**TO DO**
Set down all of the data exactly. Pictures stay out of the copy.

**INFORMATION PROVIDED**
+++

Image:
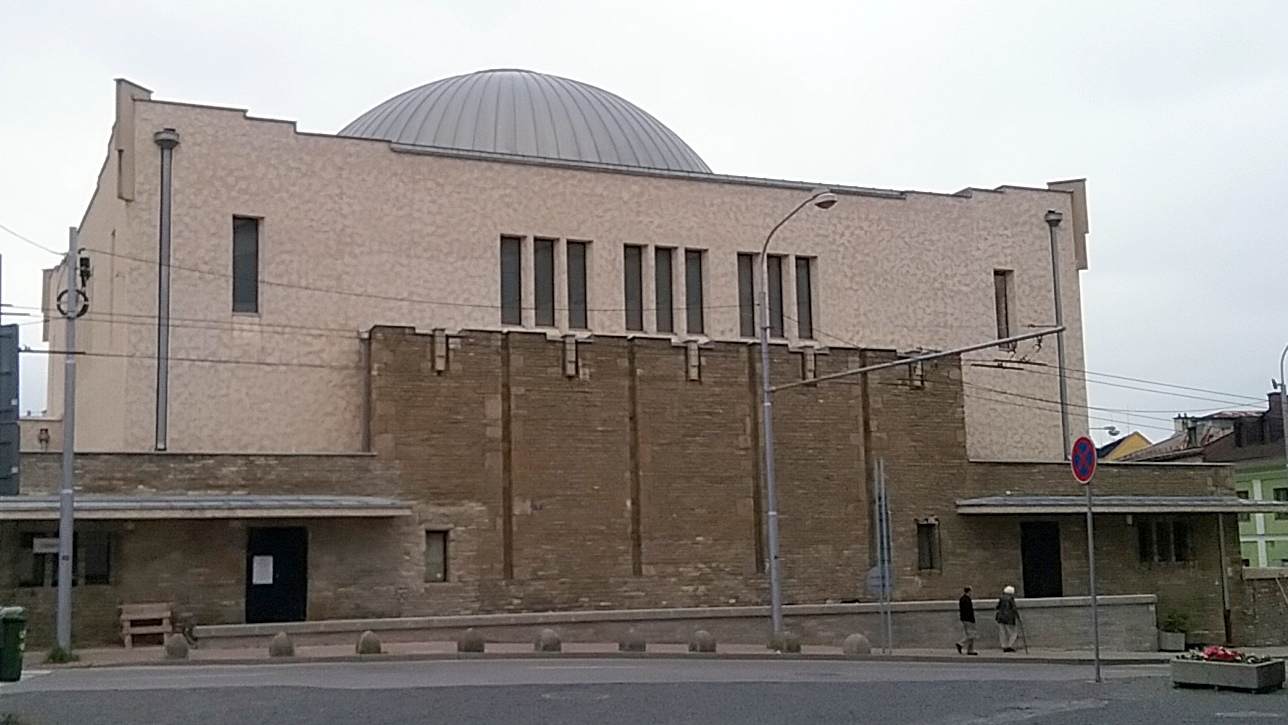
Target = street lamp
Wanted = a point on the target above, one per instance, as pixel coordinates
(824, 200)
(1283, 401)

+++

**REPLY TO THE EXERCISE**
Image:
Target = street lamp
Wanted = a point on the target above, one per instance, as pixel coordinates
(824, 200)
(1283, 401)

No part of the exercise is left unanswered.